## [RECORDS SHOWN]
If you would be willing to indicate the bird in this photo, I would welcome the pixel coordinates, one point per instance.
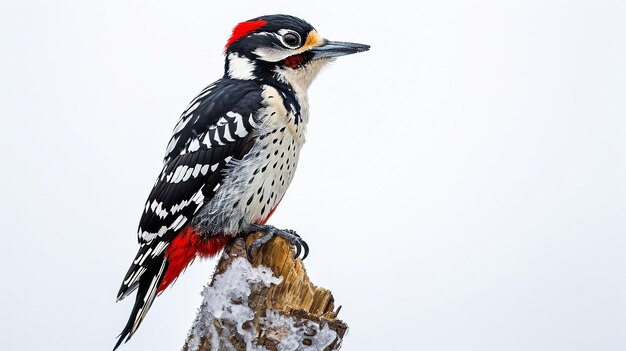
(231, 156)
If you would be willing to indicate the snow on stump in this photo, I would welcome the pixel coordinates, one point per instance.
(268, 304)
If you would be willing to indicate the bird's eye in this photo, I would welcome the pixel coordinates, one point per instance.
(291, 39)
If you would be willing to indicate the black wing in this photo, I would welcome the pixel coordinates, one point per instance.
(215, 128)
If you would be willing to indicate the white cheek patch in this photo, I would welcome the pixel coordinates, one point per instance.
(240, 67)
(272, 54)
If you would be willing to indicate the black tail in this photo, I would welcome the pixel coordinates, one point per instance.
(146, 292)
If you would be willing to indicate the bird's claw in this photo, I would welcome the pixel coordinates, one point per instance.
(271, 231)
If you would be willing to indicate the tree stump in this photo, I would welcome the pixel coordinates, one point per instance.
(268, 304)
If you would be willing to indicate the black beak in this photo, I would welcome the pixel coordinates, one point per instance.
(337, 48)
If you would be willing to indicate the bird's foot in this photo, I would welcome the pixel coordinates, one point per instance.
(271, 231)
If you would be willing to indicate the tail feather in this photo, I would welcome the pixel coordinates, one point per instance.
(146, 292)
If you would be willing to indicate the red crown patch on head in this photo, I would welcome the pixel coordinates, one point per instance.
(243, 29)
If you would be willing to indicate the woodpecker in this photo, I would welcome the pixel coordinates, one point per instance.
(232, 155)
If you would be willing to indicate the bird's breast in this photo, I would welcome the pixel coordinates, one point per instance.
(254, 185)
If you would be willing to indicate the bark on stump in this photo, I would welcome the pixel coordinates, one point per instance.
(250, 307)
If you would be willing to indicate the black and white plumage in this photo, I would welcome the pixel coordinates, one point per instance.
(232, 154)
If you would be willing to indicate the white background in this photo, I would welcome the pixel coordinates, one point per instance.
(463, 186)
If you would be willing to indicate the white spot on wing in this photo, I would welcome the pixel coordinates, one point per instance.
(241, 129)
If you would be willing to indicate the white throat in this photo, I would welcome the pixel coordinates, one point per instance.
(301, 78)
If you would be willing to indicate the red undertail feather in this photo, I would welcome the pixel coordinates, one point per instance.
(184, 248)
(243, 29)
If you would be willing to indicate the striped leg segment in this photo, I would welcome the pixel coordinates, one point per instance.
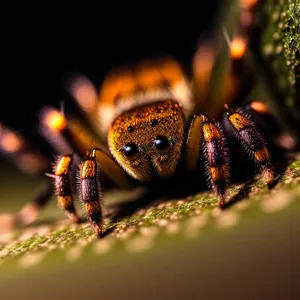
(215, 154)
(63, 186)
(253, 142)
(91, 193)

## [GOAL]
Copy out all of the records above with "photo" renamed to "image" everywhere and nothing else changed. Leave the pictures out.

## [RESULT OF THIS TASK]
If you would be willing to indicate the bird in this image, I would welcome the pixel coordinates, one point per instance.
(231, 156)
If you would be willing to indicate the snow on stump in this image, I would welcome the pixel coordinates, one point per instance.
(268, 304)
If you would be willing to indicate the bird's eye in this image, I would welcome the pixel coordinates, one point per instance.
(291, 39)
If you would be willing to indicate the black wing in this image, I would welcome the pixel coordinates, one point per instance.
(215, 128)
If you would be willing to indicate the white cheek patch in this image, I would welcome the pixel coordinates, one point per instance.
(240, 67)
(272, 54)
If you would be willing to indicate the black tail in this image, I would welcome the pixel coordinates, one point per instance.
(146, 292)
If you would be willing to indicate the bird's claw in this image, I would welcome the pixel coordinates, one point per instance.
(271, 231)
If you would be willing to indicate the tree stump in this image, I would welcome the pixel coordinates, one point per instance.
(268, 304)
If you would be willing to indicate the black beak in this image, I would welcome the pixel coordinates, one point per instance.
(337, 48)
If you would be willing to indicate the bird's foot in this image, I would welcome the pixel coordinates, one point per instance.
(271, 231)
If you would be willing to indicate the tail feather in this image, I would welcome the pixel coordinates, one point per instance.
(146, 292)
If you would be willing to indicate the red crown patch on head in this image, I would welcome the pixel coordinates, one point per instance.
(243, 29)
If you would be willing to indicate the woodpecker in this image, I would welcome the pixel coordinates, one point per instance.
(232, 155)
If you would be willing to indicate the bird's breast in this image, I would welcome the pixel coordinates, one point per instance.
(254, 185)
If you would be willing to indicate the bark on stump in this image, I would welcome the pixel coordinates, one point per instance.
(250, 307)
If you would be willing to indicate the black and white plumage in this image, I would welcome the pixel coordinates, one point per instance.
(232, 154)
If you would be willing to indicate the white background in this image, I would welcome the pixel coordinates, one point per instance.
(463, 186)
If you would be willing to indicate the white spot on wing in this image, I would welcome the pixel coordinates, one point per instance.
(241, 129)
If you would be willing to indicate the white throat in this image, I would welcome the pixel coordinates, one point per instance.
(301, 78)
If you would be willing to indicate the red undertail feather in this image, I would welcome the pixel coordinates, one point per instance.
(184, 248)
(243, 29)
If you would be willing to indicate the striped leg segment in this image, I would welcome the pixel coordinates, one point per instance.
(215, 154)
(63, 186)
(253, 142)
(91, 193)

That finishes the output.